◆ CONSIGNE 1
Dans l'extrait sur la parabole des dix jeunes filles, quels deux lieux le Royaume des cieux comprend-il du point de vue de l'espace ?
◆ CONSIGNE 2
Poursuivez l'extrait sur la parabole des dix jeunes filles à partir de sa dernière phrase.

◆ EXTRAIT FOURNI

******************************

Le premier concerne l'ouverture de la parabole : « Il en sera du Royaume des cieux comme de dix jeunes filles » (Mt 25, 1). Si l'on écoute littéralement ce qui est écrit, je veux dire si l'on prend au sérieux ce que le texte dit, alors le Royaume n'est pas semblable aux seules jeunes filles « avisées », mais il englobe les dix, « avisées » et « insensées » comprises. Du point de vue de l'espace, le Royaume des cieux comprend la salle des noces, où seront les unes, et l'extérieur de la salle des noces, où resteront les autres. Que faire de cette tension propre à la parabole ? Comment l'interpréter autrement qu'en postulant qu'il s'agit d'une introduction classique de la parabole et que cette introduction n'a pas d'effet sur le cœur même du propos ? Je propose une lecture possible de cet écart qui n'exclut pas d'autres interprétations. Peut-être la parabole ne décrit-elle pas deux catégories de croyants susceptibles de se retrouver dans deux espaces différents, le Royaume et les « ténèbres du dehors » pour reprendre une image matthéenne que l'on trouve un peu plus loin (Mt 25, 30), mais deux attitudes présentes en chaque auditeur ? Peut-être le Royaume accueille-t-il ainsi, en tout auditeur, la sagesse et la folie ? Quoi qu'il en soit, l'ouverture de la parabole ne coïncide pas avec le scénario qui va ensuite être déployé. Cet écart permet d'ouvrir une possibilité nouvelle d'entendre l'histoire.

******************************

◆ DONNÉES FOURNIES
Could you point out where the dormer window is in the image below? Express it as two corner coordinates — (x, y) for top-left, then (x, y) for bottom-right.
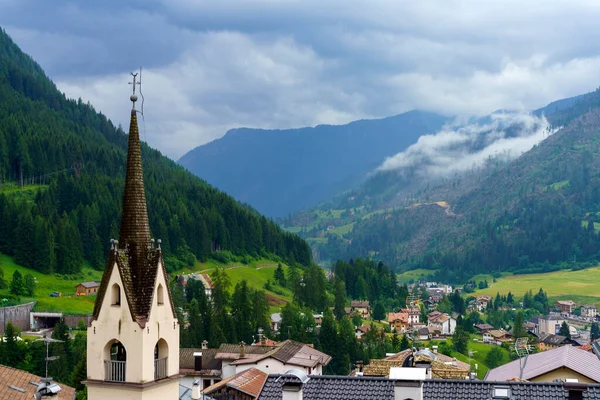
(156, 283), (165, 306)
(110, 283), (121, 306)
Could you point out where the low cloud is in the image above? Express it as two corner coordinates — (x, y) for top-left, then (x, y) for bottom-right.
(378, 112), (554, 178)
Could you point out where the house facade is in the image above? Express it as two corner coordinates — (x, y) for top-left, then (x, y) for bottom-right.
(75, 282), (100, 296)
(350, 300), (371, 319)
(554, 300), (576, 314)
(83, 93), (180, 400)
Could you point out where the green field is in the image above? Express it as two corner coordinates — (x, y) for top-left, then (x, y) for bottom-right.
(173, 259), (292, 303)
(0, 254), (292, 315)
(398, 268), (435, 284)
(475, 267), (600, 306)
(0, 254), (102, 315)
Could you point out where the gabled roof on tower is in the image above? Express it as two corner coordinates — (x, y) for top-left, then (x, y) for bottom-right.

******************************

◆ RÉPONSE 1
La salle des noces et l'extérieur de la salle des noces.

◆ RÉPONSE 2
Le deuxième détail concerne l'attitude des « avisées ». Je constate d'abord qu'elles dorment comme les autres (Mt 25, 5) ; elles ne sont donc pas plus vigilantes que leurs consœurs. Je note également qu'elles sont de très mauvaises conseillères en les renvoyant, en plein milieu de la nuit, vers un improbable marchand (Mt 25, 9b) plutôt que de les faire profiter de la lumière de leur lampe. C'est que le monde de la parabole, s'il part de la réalité quotidienne, s'en détache rapidement pour libérer le lecteur de cette logique. Car la parabole ne fonctionne pas dans le champ de la morale commune : dans ce champ-là, en effet, les « avisées » sont des égoïstes moralement répréhensibles ! La parabole nous fait changer de monde, elle change notre rapport à la réalité. Et la question que nous pose alors ce second détail est la suivante : si être « avisé » ne relève pas d'une qualité morale, de quelle sagesse est-il question dans ce récit ? Pour tenter de répondre, venons-en au troisième détail.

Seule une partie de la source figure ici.